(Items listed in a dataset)
= = = =
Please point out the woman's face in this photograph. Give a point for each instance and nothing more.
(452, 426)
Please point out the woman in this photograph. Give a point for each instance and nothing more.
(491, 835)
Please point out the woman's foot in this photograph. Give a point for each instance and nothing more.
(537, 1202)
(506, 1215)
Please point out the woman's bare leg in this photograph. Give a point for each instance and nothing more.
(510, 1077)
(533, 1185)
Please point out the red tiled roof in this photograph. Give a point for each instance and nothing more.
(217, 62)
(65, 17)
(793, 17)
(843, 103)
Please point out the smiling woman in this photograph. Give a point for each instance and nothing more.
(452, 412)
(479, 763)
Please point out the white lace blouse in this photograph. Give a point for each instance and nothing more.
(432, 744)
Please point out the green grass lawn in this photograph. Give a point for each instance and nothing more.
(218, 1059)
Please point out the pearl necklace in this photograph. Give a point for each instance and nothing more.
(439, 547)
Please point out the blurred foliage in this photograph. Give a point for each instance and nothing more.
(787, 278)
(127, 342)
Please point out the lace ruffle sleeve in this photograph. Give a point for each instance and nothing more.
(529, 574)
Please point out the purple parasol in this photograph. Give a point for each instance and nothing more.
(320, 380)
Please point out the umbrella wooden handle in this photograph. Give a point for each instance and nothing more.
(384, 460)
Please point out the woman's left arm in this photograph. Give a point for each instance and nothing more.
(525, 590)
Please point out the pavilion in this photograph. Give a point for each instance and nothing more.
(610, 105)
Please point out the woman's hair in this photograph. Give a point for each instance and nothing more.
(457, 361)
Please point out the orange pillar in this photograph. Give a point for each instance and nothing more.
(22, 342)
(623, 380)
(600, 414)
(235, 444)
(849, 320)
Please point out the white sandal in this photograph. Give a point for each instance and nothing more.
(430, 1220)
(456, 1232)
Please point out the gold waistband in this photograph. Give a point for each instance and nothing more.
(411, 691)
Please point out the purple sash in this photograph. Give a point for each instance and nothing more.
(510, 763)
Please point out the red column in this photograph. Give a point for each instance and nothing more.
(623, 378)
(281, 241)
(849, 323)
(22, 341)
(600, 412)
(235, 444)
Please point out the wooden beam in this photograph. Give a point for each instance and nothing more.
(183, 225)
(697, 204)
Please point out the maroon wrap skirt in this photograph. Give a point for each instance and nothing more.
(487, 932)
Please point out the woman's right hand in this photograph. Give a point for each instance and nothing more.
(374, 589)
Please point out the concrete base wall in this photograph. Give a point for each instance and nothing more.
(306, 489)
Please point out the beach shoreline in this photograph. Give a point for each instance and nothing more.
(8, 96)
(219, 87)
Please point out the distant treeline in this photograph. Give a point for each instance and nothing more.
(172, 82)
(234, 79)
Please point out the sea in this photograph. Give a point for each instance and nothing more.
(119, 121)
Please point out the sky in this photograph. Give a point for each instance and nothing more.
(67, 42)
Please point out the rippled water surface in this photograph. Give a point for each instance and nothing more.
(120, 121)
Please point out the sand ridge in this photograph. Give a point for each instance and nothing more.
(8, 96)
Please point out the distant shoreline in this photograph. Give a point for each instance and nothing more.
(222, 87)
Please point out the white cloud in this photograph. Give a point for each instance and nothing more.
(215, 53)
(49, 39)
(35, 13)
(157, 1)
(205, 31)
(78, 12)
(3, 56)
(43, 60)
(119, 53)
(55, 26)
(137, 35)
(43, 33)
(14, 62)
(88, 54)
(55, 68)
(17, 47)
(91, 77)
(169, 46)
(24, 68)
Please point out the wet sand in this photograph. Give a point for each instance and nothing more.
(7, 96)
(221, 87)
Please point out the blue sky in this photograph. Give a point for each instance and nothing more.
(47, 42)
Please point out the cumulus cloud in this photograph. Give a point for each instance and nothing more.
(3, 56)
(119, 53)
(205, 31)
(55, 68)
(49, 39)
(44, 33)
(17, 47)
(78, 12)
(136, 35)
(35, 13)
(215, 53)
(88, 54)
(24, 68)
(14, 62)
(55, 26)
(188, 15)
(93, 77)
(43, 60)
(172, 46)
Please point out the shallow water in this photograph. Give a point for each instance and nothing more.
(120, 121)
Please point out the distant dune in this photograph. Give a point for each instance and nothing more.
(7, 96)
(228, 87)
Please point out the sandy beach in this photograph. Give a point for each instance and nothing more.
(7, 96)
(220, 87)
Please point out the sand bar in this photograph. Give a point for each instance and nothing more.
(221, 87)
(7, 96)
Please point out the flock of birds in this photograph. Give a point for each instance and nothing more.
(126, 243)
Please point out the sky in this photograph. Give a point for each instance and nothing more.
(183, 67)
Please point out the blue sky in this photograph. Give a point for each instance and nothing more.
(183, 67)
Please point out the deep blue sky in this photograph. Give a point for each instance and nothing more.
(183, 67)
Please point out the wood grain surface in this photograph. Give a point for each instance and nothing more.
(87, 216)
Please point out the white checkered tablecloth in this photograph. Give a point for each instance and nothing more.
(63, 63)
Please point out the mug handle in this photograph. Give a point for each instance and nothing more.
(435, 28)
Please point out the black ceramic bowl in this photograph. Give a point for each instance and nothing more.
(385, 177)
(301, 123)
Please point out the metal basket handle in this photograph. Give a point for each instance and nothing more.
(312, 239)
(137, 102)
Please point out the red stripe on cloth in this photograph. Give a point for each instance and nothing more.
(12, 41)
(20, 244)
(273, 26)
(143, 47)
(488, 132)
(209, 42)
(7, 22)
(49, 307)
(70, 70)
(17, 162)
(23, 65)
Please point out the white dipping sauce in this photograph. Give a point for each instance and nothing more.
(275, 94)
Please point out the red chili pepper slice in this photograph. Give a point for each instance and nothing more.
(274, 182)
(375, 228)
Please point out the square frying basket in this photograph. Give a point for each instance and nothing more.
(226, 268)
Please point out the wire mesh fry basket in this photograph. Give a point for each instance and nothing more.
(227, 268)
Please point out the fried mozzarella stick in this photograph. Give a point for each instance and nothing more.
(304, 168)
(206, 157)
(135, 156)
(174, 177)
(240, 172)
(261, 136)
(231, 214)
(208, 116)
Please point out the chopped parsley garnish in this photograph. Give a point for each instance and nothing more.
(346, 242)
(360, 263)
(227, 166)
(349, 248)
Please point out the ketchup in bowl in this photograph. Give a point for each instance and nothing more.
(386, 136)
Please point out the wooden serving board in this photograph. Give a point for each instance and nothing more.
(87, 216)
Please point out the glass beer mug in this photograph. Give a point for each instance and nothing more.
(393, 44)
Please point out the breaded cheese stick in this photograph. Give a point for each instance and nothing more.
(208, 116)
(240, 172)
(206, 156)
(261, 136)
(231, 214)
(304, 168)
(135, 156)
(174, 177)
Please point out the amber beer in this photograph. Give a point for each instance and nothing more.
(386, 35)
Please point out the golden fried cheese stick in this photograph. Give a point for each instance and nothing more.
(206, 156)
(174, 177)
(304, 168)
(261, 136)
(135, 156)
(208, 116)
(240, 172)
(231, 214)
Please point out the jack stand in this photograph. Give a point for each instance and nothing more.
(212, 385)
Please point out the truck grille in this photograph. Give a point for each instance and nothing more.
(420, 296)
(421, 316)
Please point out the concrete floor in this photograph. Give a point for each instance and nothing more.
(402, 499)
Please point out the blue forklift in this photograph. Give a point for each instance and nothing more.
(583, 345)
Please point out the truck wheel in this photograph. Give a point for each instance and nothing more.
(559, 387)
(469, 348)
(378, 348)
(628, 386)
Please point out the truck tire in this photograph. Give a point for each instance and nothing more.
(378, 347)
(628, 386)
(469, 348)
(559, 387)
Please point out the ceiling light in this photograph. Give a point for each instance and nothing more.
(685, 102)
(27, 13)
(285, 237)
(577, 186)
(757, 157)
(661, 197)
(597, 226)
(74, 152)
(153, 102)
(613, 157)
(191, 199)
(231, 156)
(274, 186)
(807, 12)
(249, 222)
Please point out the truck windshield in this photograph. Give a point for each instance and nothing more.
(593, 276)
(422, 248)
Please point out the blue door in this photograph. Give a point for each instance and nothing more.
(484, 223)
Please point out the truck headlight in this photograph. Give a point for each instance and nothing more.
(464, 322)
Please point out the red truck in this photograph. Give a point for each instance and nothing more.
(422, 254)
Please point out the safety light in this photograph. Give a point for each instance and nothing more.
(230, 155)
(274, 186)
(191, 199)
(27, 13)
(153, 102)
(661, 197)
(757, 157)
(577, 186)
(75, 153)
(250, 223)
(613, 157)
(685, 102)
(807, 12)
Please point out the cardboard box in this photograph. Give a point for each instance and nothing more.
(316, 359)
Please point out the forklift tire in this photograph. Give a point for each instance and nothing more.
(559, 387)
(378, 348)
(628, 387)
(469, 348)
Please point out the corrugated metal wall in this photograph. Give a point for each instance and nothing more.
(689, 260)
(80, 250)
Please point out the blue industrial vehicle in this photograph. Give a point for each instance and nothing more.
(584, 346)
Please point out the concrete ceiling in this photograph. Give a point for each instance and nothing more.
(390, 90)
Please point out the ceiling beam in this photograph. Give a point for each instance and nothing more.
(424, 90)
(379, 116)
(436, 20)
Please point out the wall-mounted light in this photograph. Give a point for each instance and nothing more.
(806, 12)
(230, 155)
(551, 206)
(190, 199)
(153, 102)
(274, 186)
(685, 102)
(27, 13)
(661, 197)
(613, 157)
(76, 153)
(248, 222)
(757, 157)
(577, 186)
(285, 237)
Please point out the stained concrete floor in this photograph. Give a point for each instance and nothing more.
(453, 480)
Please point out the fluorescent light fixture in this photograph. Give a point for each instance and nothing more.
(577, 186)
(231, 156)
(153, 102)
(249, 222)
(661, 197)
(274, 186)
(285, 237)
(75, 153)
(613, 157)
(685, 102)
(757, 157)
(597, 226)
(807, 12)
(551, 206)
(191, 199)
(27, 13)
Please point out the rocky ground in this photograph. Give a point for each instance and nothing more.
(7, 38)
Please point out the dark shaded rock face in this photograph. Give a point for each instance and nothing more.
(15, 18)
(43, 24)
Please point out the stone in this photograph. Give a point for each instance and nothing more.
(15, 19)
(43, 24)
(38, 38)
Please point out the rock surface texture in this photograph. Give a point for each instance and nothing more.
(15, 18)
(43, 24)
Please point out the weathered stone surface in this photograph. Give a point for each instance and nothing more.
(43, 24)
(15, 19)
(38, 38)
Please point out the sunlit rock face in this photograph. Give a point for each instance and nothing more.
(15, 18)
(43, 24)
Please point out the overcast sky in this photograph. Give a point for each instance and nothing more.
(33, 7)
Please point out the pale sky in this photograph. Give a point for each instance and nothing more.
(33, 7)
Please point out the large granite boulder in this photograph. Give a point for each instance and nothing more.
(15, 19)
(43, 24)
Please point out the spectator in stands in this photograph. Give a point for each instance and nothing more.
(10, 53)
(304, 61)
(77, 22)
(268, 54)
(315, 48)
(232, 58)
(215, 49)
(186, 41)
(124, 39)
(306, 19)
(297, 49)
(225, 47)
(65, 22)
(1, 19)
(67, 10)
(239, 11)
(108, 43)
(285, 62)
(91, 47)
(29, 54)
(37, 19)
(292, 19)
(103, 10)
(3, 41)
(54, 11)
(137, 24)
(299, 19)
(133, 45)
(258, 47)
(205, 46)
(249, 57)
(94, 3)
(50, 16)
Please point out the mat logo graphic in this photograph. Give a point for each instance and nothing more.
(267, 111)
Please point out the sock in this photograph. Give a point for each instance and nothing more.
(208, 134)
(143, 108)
= = = =
- _Required task_: Convert the material from the line containing "Please point out the mat" through the end into a two-column CSV with the headers instruction and points, giving each instruction its own row together with its points. Put each field in quotation marks and replace line breaks with spaces.

- _Complete response_:
instruction,points
"Please point out the mat logo graphic in this photograph. Give a point for each instance and nothing more.","(267, 111)"
"Please point out the sock in this photograph. Give a point for each instance and nothing more.","(208, 134) (143, 108)"